Check your understanding ->
1 - Decide whether each statement below agrees with the ozone redesignation text. Answer yes or no for each, and quote the deciding words of the text.
(a) Public comments on the proposed rule were due by May 27, 2020.
(b) During the comment period, EPA received two adverse comments.
(c) The comment from Wisconsin Manufacturers & Commerce was submitted within the comment period.
2 - Reproduce the part of the ozone redesignation text between "First, SORA contends" and "designations for the 2015 ozone NAAQS.", inclusive.

Given text ->
☆ ☆ ☆ ☆ ☆ ☆ ☆

As discussed in the proposed rule, quality-assured and certified monitoring data for 2017-2019 show that the area has attained the 2008 ozone standard, and EPA has determined that the attainment is due to permanent and enforceable measures. Preliminary data for 2020 show that the area continues to attain the standard. In the maintenance plan submitted for the area, Wisconsin has demonstrated that the ozone standard will be maintained in the area through 2030. Wisconsin has adopted 2020 and 2030 VOC and NOX MVEBs for the area that are supported by Wisconsin's maintenance demonstration. With these approvals of Wisconsin's SIP submissions, EPA finds that the applicable requirements of the SIP are fully approved.

II. What comments did we receive on the proposed rule?

Public comments on the April 27, 2020 proposed rule were due by May 27, 2020. During the comment period EPA received three comments in support of our action, as well as one adverse comment. EPA received an additional supportive comment from Wisconsin Manufacturers & Commerce; however, this comment was submitted on May 29, 2020, after the comment period had ended. Because EPA is obligated to respond only to comments that are both adverse and timely, the supportive comment submitted after the close of the comment period is not relevant to this action. A summary of the adverse comment and EPA's response is provided below.

Comment: Sheboygan Ozone Reduction Alliance (SORA), a citizen group focused on reducing air pollution and advocating for public health, provided three reasons for opposing this action.

First, SORA contends that the Inland Sheboygan area was created retroactively in 2019 without adequate scientific basis. The commenter writes that the boundary of the Inland Sheboygan area for the 2008 ozone NAAQS was based on the boundary for the Sheboygan County nonattainment area for the 2015 ozone NAAQS. The commenter contends that the boundary for the Sheboygan County nonattainment area for the 2015 ozone NAAQS was created without adequate basis, that the nonattainment area for the 2015 ozone NAAQS excludes several major point sources, and that EPA must resolve litigation regarding designations for the 2015 ozone NAAQS before EPA can make a determination of attainment for areas created as a result of, or based on, designations for the 2015 ozone NAAQS.

We note that the commenter also cited the revised boundary for the revoked 1997 ozone NAAQS, but that standard is not at issue in this redesignation.

☆ ☆ ☆ ☆ ☆ ☆ ☆

Data for analysis ->
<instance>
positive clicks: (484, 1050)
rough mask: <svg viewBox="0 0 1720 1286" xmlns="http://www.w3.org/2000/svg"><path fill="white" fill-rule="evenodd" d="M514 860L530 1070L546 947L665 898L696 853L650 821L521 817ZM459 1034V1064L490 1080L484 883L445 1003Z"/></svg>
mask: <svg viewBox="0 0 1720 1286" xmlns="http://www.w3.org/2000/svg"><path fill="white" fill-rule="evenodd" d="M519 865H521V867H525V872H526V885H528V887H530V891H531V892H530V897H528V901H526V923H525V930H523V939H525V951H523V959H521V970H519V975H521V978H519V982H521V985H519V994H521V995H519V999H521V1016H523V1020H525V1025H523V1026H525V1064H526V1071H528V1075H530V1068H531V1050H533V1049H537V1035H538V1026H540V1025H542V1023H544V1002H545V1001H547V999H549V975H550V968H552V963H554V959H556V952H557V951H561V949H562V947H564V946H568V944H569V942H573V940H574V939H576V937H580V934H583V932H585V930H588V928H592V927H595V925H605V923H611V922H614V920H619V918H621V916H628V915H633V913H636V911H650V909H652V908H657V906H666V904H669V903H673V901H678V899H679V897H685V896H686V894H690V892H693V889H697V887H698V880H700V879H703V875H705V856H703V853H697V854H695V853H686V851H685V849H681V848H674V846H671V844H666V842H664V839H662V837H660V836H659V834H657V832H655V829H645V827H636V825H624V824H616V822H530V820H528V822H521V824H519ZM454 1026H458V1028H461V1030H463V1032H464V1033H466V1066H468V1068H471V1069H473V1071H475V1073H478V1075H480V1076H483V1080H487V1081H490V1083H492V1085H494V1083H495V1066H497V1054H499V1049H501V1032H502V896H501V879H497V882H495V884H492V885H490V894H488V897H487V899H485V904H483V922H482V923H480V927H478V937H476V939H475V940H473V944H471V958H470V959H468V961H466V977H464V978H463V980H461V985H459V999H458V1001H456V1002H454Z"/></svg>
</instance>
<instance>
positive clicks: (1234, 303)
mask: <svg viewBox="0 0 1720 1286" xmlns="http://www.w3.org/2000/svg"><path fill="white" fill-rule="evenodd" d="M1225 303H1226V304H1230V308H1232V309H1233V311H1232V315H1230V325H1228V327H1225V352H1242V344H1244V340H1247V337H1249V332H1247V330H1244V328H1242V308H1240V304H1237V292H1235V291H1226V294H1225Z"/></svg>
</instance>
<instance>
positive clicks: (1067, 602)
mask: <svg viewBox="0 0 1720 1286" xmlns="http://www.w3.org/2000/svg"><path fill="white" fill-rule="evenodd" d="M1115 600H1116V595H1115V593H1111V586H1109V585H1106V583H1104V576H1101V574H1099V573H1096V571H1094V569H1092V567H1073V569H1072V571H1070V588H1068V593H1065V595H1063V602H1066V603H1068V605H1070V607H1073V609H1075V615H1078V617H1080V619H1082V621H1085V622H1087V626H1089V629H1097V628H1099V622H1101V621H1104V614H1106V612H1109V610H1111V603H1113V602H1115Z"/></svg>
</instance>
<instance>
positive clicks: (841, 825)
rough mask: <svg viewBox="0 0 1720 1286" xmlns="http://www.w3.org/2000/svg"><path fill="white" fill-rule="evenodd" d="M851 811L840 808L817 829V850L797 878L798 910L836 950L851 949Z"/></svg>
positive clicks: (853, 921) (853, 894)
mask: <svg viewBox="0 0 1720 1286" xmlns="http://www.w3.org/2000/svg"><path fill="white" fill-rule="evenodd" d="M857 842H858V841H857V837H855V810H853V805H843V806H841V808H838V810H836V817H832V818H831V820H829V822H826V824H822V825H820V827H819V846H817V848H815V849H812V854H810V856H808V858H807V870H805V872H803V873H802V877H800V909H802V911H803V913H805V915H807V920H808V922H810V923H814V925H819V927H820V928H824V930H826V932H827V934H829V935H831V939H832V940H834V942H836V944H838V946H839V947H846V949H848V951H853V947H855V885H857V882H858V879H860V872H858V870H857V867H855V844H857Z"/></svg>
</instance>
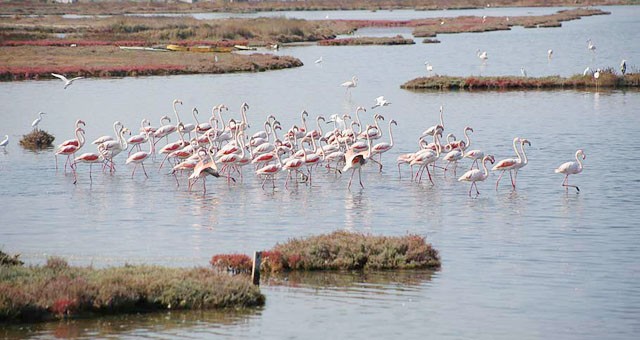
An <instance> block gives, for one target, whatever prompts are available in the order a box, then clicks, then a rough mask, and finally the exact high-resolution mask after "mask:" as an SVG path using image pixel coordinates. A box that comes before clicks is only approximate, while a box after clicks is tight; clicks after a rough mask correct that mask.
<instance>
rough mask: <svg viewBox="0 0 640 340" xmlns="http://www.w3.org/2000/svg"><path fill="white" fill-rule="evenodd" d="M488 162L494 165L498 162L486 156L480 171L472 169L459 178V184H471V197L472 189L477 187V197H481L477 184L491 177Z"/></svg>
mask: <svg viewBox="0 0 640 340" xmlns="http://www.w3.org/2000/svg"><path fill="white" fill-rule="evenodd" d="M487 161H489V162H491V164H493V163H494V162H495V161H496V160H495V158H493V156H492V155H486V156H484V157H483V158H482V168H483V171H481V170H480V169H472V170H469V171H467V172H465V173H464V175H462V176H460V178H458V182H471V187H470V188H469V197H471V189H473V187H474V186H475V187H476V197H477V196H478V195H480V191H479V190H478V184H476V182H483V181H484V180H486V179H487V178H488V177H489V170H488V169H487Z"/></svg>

☆ ☆ ☆ ☆ ☆ ☆ ☆

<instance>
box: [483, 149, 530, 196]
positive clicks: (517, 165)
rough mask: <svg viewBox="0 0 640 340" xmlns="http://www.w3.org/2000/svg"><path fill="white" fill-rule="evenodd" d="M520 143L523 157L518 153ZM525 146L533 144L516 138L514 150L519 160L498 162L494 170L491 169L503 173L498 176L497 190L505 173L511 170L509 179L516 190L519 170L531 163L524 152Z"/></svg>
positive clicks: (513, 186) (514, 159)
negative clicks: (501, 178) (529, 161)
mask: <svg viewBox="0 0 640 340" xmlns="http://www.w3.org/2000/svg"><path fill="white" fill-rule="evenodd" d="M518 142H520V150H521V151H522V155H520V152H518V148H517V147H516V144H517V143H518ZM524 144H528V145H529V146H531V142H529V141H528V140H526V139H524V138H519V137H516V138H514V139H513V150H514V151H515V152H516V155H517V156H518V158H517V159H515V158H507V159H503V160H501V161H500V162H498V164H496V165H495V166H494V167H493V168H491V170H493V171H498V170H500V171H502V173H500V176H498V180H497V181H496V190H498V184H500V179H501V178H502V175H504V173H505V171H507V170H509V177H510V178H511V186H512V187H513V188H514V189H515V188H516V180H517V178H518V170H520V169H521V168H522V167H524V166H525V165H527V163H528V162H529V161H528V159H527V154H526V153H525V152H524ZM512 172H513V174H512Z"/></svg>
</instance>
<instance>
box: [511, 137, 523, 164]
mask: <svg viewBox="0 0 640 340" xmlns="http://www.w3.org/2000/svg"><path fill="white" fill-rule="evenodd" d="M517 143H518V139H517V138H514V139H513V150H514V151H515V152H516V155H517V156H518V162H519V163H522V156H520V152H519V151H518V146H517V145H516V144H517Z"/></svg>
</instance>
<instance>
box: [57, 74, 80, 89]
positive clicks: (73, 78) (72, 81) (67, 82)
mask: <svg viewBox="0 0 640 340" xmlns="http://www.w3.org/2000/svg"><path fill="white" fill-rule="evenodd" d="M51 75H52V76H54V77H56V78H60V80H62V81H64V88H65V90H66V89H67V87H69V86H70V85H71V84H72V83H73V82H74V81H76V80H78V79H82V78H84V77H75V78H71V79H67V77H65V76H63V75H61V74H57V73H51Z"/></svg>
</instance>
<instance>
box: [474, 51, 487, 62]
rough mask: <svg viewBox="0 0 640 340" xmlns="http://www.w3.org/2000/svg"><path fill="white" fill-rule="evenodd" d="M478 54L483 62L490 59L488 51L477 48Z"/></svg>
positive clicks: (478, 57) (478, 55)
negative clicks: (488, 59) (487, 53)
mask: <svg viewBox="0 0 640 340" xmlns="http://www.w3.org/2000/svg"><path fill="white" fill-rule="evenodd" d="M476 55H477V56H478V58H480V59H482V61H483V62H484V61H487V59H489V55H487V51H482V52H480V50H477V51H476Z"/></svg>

☆ ☆ ☆ ☆ ☆ ☆ ☆

Answers to this exercise ->
1 -
(a) Yes: "Public comments on the April 27, 2020 proposed rule were due by May 27, 2020."
(b) No: "During the comment period EPA received three comments in support of our action, as well as one adverse comment."
(c) No: "this comment was submitted on May 29, 2020, after the comment period had ended."

2 -
First, SORA contends that the Inland Sheboygan area was created retroactively in 2019 without adequate scientific basis. The commenter writes that the boundary of the Inland Sheboygan area for the 2008 ozone NAAQS was based on the boundary for the Sheboygan County nonattainment area for the 2015 ozone NAAQS. The commenter contends that the boundary for the Sheboygan County nonattainment area for the 2015 ozone NAAQS was created without adequate basis, that the nonattainment area for the 2015 ozone NAAQS excludes several major point sources, and that EPA must resolve litigation regarding designations for the 2015 ozone NAAQS before EPA can make a determination of attainment for areas created as a result of, or based on, designations for the 2015 ozone NAAQS.